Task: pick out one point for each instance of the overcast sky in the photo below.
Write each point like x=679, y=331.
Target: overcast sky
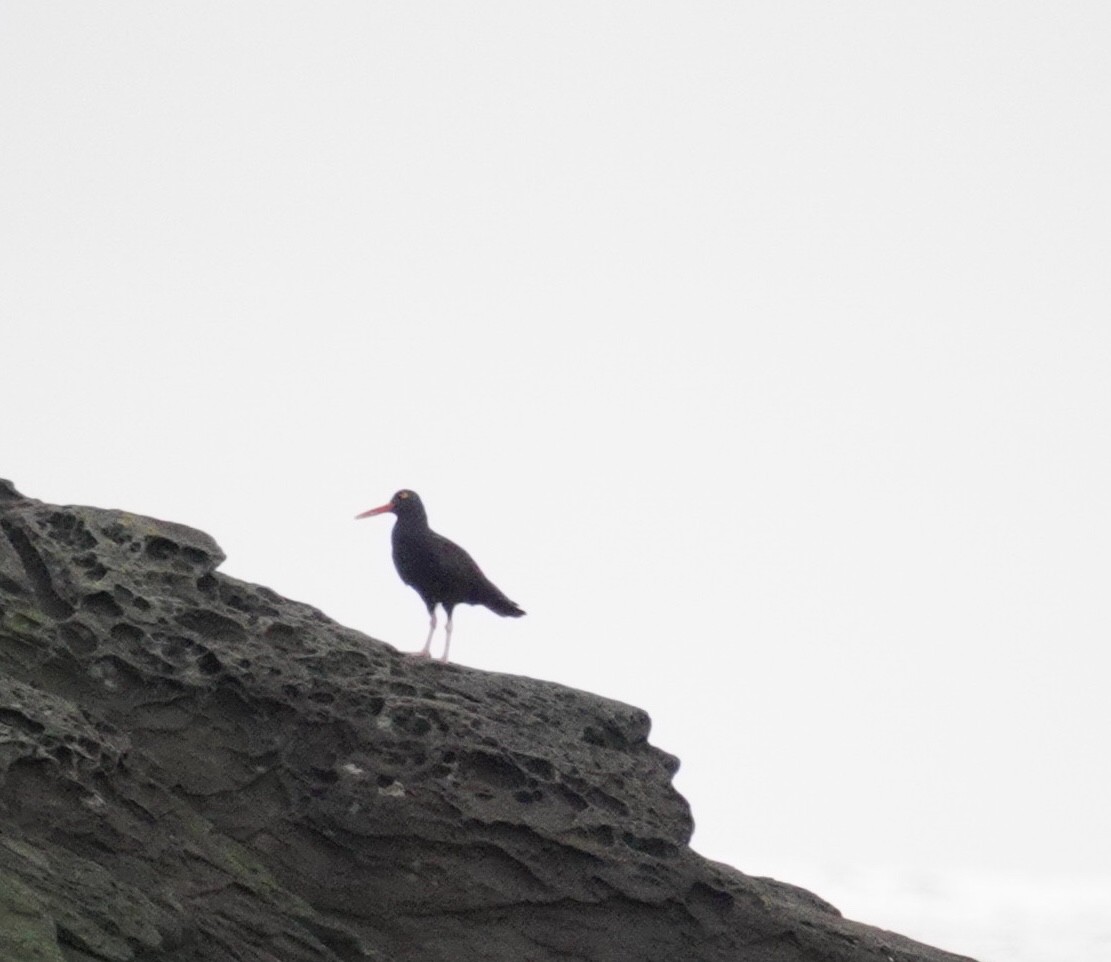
x=759, y=350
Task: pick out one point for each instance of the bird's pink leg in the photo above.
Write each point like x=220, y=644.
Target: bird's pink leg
x=427, y=650
x=447, y=641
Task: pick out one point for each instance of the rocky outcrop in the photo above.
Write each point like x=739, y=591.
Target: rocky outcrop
x=194, y=768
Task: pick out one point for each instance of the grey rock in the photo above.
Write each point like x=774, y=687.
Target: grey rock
x=193, y=768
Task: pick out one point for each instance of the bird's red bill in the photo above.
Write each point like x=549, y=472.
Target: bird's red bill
x=373, y=511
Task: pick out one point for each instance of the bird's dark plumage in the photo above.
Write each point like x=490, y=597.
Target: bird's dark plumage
x=438, y=569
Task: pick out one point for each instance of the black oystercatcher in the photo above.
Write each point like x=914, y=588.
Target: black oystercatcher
x=438, y=569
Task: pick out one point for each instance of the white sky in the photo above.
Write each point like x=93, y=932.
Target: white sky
x=759, y=350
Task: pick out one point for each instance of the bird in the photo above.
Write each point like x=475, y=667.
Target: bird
x=438, y=569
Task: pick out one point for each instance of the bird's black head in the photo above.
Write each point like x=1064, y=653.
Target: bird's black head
x=404, y=503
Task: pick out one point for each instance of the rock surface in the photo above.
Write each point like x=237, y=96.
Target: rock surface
x=194, y=769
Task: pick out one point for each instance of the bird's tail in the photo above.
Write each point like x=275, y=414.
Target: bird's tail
x=506, y=608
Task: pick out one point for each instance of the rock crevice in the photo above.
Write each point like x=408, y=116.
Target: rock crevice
x=193, y=768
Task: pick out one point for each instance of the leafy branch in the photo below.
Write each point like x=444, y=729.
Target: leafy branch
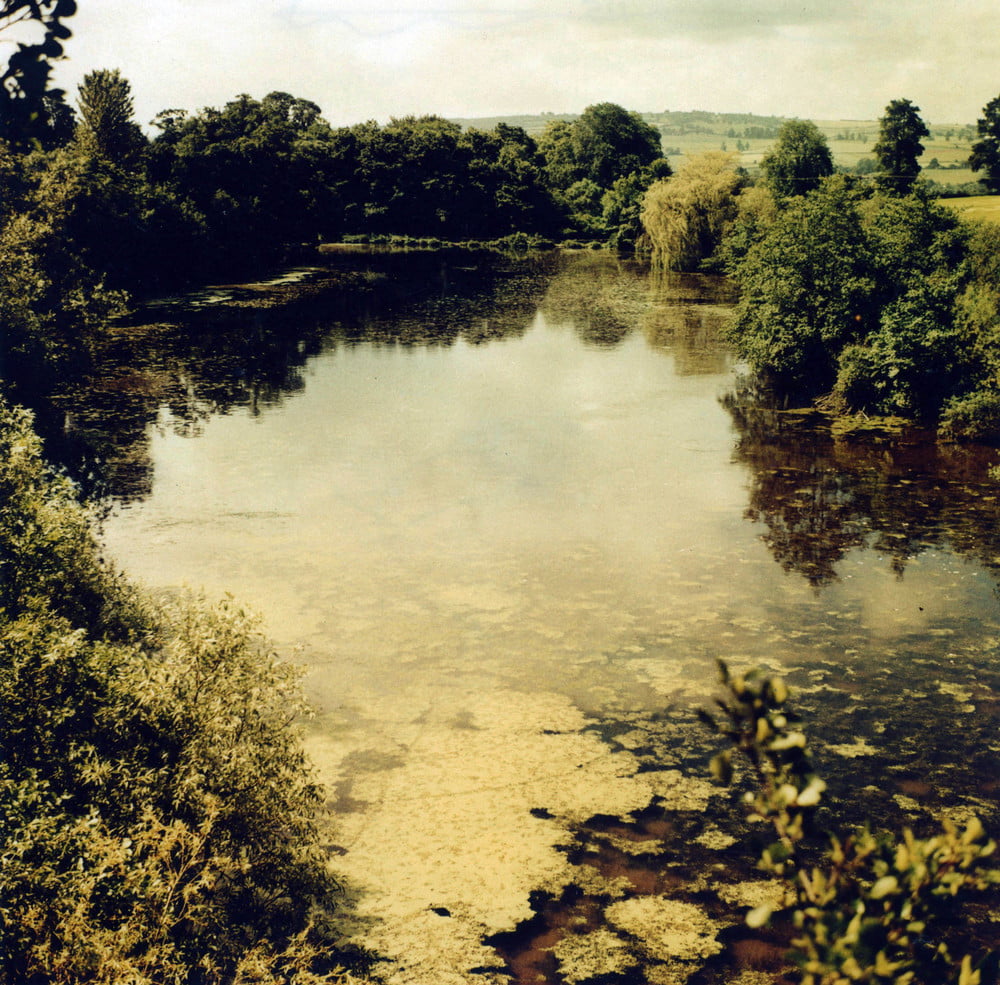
x=870, y=911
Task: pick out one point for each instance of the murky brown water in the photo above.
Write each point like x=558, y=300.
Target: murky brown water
x=508, y=514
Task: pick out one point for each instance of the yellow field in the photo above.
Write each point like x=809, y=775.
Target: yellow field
x=984, y=207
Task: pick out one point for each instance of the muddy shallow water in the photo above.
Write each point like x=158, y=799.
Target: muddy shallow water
x=507, y=514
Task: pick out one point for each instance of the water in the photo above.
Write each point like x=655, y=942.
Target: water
x=507, y=514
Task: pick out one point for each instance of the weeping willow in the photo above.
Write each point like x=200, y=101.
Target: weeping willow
x=686, y=215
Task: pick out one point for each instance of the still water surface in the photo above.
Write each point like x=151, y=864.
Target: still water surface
x=508, y=521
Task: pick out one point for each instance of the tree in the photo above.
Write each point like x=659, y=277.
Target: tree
x=986, y=151
x=686, y=215
x=798, y=161
x=898, y=147
x=610, y=142
x=107, y=118
x=24, y=81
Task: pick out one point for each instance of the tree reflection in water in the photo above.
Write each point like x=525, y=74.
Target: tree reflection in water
x=898, y=493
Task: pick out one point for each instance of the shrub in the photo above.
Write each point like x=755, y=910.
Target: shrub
x=158, y=819
x=870, y=910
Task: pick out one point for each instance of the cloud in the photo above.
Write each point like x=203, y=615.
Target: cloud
x=477, y=58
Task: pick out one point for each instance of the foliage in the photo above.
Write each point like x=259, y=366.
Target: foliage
x=898, y=146
x=986, y=150
x=609, y=142
x=57, y=231
x=888, y=304
x=600, y=166
x=107, y=118
x=806, y=289
x=870, y=908
x=247, y=179
x=25, y=117
x=686, y=216
x=159, y=821
x=798, y=161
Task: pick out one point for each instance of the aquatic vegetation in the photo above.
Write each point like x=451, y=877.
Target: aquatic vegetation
x=873, y=906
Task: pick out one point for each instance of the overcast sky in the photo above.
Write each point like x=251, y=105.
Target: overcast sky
x=825, y=59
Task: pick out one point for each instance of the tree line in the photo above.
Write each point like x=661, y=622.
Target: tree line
x=867, y=296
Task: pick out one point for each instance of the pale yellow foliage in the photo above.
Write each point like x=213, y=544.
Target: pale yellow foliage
x=686, y=215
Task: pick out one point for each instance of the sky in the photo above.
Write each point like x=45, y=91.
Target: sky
x=819, y=59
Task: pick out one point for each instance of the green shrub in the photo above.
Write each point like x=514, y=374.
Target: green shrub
x=869, y=910
x=158, y=819
x=974, y=416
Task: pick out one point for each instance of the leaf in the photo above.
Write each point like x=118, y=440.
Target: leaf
x=722, y=768
x=884, y=887
x=759, y=916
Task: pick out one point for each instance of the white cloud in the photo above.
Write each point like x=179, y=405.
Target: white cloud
x=472, y=57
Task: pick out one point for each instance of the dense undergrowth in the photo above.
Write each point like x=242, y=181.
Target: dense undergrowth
x=867, y=906
x=158, y=819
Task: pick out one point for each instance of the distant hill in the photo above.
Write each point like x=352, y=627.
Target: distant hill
x=686, y=132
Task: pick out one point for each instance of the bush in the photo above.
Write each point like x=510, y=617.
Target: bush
x=870, y=910
x=158, y=819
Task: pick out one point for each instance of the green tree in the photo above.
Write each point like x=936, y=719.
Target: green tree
x=985, y=155
x=556, y=147
x=158, y=820
x=247, y=179
x=610, y=142
x=898, y=147
x=25, y=78
x=799, y=160
x=107, y=118
x=807, y=290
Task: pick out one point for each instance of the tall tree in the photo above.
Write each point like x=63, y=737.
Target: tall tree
x=798, y=161
x=686, y=215
x=986, y=151
x=24, y=80
x=610, y=142
x=107, y=117
x=898, y=147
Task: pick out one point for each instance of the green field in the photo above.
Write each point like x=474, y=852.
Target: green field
x=946, y=150
x=984, y=207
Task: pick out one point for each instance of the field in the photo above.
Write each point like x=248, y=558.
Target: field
x=983, y=207
x=686, y=133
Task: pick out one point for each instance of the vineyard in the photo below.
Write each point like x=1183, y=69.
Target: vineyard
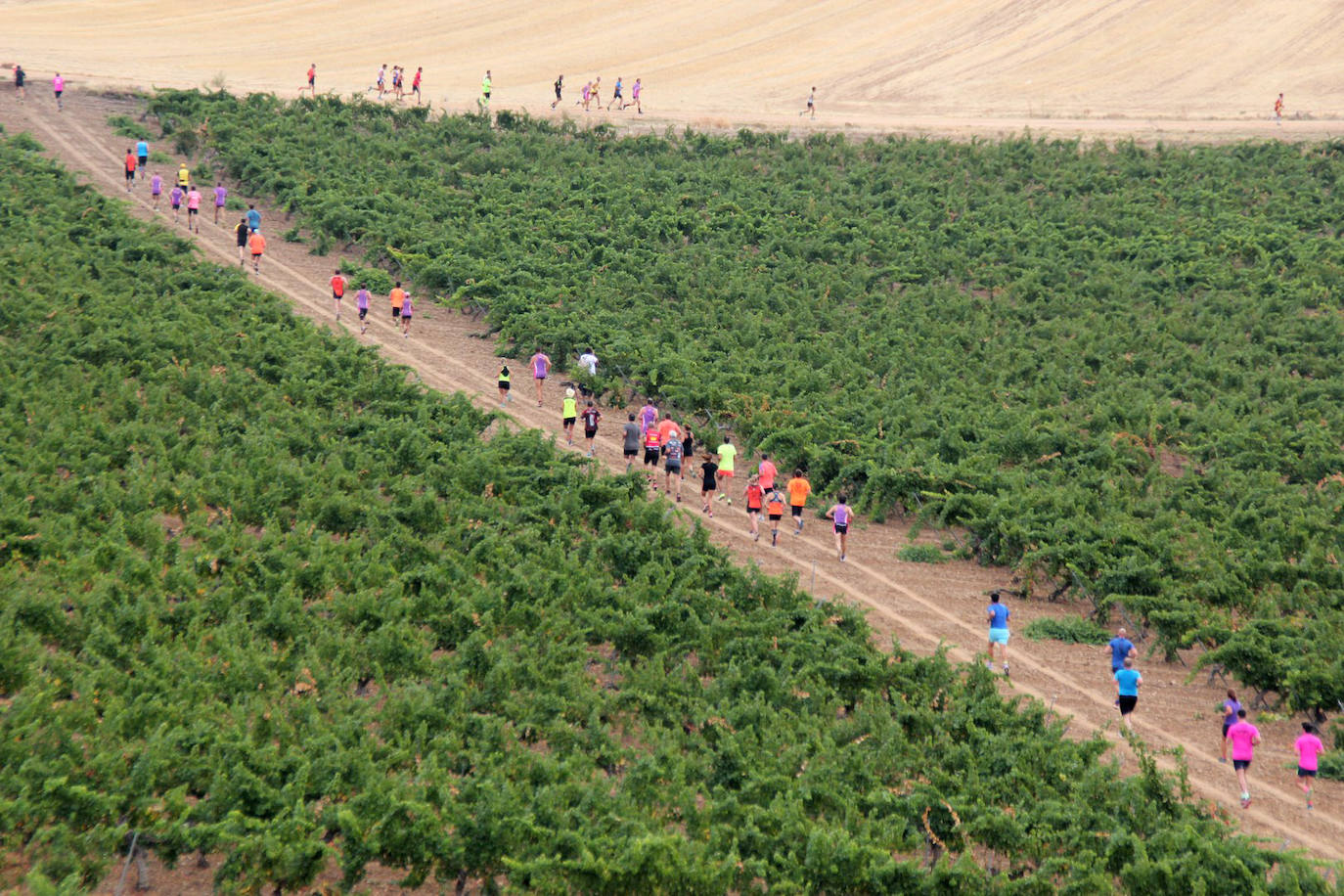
x=268, y=600
x=1118, y=368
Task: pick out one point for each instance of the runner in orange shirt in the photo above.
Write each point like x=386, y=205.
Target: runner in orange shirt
x=798, y=492
x=337, y=291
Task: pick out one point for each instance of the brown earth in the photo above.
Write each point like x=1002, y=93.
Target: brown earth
x=924, y=606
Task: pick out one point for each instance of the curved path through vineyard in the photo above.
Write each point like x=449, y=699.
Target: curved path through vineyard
x=926, y=606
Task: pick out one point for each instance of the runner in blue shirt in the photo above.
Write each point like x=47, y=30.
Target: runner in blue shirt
x=998, y=615
x=1127, y=691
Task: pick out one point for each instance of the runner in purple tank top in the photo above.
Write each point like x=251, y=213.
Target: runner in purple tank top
x=840, y=517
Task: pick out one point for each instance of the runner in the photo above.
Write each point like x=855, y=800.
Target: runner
x=337, y=291
x=798, y=492
x=674, y=453
x=631, y=448
x=1120, y=648
x=998, y=615
x=648, y=416
x=766, y=470
x=193, y=208
x=840, y=516
x=257, y=246
x=1127, y=690
x=652, y=448
x=1230, y=708
x=1309, y=748
x=175, y=198
x=728, y=452
x=590, y=417
x=241, y=234
x=812, y=105
x=754, y=495
x=408, y=312
x=708, y=484
x=775, y=510
x=487, y=86
x=1243, y=738
x=541, y=367
x=362, y=306
x=568, y=413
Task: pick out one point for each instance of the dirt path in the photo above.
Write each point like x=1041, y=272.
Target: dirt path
x=926, y=606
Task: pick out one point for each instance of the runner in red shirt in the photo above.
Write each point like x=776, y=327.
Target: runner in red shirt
x=337, y=291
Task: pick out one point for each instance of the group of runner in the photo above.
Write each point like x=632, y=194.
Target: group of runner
x=592, y=94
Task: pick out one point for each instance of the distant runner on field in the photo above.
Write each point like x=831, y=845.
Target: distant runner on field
x=798, y=492
x=631, y=446
x=998, y=615
x=812, y=105
x=1127, y=691
x=241, y=236
x=257, y=246
x=590, y=417
x=1308, y=748
x=408, y=312
x=568, y=414
x=840, y=516
x=175, y=198
x=194, y=208
x=337, y=291
x=1243, y=737
x=775, y=510
x=362, y=306
x=541, y=363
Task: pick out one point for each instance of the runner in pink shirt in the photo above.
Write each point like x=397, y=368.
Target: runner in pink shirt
x=1309, y=748
x=194, y=208
x=541, y=368
x=1243, y=737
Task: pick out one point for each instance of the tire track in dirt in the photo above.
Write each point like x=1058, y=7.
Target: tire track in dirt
x=431, y=364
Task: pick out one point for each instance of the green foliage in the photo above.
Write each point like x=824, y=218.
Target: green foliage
x=1110, y=363
x=265, y=598
x=1067, y=629
x=920, y=554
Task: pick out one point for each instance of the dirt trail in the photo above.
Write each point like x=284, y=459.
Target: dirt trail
x=926, y=606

ABOUT THIS TASK
Would you retype exactly the lines above, from the line with "top in the photo above." to the line with "Write each point like x=855, y=800.", with both end lines kept and nothing more?

TASK SOLUTION
Task: pick out one point for each instance of the runner in purple tank top in the photo above.
Write each point like x=251, y=213.
Target: runner in purple tank top
x=840, y=517
Task: pick out one point for each instance of the runner in the photo above.
Write each point like x=855, y=800.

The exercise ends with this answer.